Excerpt provided:
▽

How to Install Reader Self 3.5 RSS Reader on a FreeBSD 11 FAMP VPS

Published on: Fri, Aug 24, 2018 at 11:19 am EST
This article is a port of my "How to Install Reader Self 3.5 RSS Reader on a CentOS 7 LAMP VPS" tutorial. It has been updated for FreeBSD 11.

Reader Self 3.5 is a simple and flexible, free and open source, self-hosted RSS reader and Google Reader alternative. Reader Self supports the main keyboard shortcuts from Google Reader, OPML import, built-in authentication, HTTPS image proxying (to download HTTP images), syncing starred items with Pinboard, ability to share across major social networks, Elastic Search integration, and is beautifully responsive across desktop, tablet, and mobile.

In this tutorial, we are going to install Reader Self 3.5 on a FreeBSD 11 FAMP VPS using Apache web server, PHP 7.1, and a MariaDB database.

Prerequisites

  • A clean Vultr FreeBSD 11 server instance with SSH access

Step 1: Add a Sudo User

We will start by adding a new sudo user.

First, log into your server as root:

ssh root@YOUR_VULTR_IP_ADDRESS

The sudo command isn't installed by default in the Vultr FreeBSD 11 server instance, so we will first install sudo:

pkg install sudo

Now add a new user called user1 (or your preferred username):

adduser user1

The adduser command will prompt you for lots of details for the user account, so simply select the defaults for most of them when it makes sense to do so. When you are asked whether to Invite user1 into any other groups?, you should enter wheel to add user1 to the wheel group.

Now check the /etc/sudoers file to make sure that the sudoers group is enabled:

visudo

Look for a section like this:

# %wheel        ALL=(ALL)       ALL

This line tells us that users who are members of the wheel group can use the sudo command to gain root privileges. It will be commented out by default so you will need to uncomment it and then save and exit the file.

△

Data listing:
▽

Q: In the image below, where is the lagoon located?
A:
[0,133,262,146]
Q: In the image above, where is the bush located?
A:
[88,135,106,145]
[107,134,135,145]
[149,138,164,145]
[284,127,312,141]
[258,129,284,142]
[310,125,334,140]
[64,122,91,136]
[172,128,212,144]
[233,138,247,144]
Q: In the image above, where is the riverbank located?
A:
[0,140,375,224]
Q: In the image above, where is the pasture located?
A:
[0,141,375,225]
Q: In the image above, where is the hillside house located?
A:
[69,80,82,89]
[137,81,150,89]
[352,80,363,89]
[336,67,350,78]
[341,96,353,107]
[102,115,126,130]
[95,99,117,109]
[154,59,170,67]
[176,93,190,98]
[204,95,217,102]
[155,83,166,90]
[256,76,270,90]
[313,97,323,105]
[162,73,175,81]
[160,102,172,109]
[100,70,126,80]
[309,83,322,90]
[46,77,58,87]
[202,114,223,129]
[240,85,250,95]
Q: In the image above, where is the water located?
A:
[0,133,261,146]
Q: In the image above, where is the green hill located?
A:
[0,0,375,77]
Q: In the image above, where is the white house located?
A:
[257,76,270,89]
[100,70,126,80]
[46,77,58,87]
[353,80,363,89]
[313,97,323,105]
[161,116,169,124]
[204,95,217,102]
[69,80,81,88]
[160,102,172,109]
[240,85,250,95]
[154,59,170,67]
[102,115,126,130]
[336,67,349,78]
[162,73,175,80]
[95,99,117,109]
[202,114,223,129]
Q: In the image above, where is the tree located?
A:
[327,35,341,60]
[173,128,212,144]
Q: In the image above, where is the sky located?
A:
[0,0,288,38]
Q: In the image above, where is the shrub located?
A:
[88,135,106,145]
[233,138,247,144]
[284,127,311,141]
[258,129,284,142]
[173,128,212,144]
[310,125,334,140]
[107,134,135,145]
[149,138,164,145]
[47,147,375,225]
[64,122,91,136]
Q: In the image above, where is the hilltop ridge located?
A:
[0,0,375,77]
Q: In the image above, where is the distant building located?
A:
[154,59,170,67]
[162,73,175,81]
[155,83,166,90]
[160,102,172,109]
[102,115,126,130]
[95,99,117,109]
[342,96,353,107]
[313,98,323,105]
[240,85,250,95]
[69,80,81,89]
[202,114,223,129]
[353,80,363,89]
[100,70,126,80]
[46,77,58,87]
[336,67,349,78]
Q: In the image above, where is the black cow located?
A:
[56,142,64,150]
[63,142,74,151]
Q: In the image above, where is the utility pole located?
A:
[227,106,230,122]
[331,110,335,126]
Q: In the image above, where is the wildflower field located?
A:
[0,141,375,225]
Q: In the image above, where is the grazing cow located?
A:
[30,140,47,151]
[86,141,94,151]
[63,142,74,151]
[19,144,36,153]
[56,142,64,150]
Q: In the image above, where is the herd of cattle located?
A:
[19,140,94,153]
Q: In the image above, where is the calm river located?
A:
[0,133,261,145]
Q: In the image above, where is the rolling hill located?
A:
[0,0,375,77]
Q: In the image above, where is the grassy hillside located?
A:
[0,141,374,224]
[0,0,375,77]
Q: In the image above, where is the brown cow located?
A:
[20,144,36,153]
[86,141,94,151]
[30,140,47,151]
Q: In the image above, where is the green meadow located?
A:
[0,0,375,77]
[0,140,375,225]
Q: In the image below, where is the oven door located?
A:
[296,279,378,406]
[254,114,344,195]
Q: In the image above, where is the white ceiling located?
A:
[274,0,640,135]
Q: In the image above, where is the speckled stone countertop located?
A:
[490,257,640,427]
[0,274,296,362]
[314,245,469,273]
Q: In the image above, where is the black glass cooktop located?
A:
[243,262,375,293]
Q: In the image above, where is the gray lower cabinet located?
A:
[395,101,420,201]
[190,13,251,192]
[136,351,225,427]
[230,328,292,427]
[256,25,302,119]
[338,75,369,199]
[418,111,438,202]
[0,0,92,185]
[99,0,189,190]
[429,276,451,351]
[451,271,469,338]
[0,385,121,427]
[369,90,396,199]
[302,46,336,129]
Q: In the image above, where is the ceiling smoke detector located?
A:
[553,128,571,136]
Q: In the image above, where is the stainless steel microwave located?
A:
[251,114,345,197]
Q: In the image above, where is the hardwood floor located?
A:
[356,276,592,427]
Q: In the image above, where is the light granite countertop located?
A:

△

Directions:
A: Rewrite the passage of the Reader Self tutorial starting at "Look for a section" and ending at "exit the file.", swapping "root privileges" for "administrator privileges".
B: Which commands does the Reader Self tutorial tell the reader to run? List every one.
None of the data is required for this work.

Results by task:
A:
Look for a section like this:

# %wheel        ALL=(ALL)       ALL

This line tells us that users who are members of the wheel group can use the sudo command to gain administrator privileges. It will be commented out by default so you will need to uncomment it and then save and exit the file.

B:
- ssh root@YOUR_VULTR_IP_ADDRESS
- pkg install sudo
- adduser user1
- visudo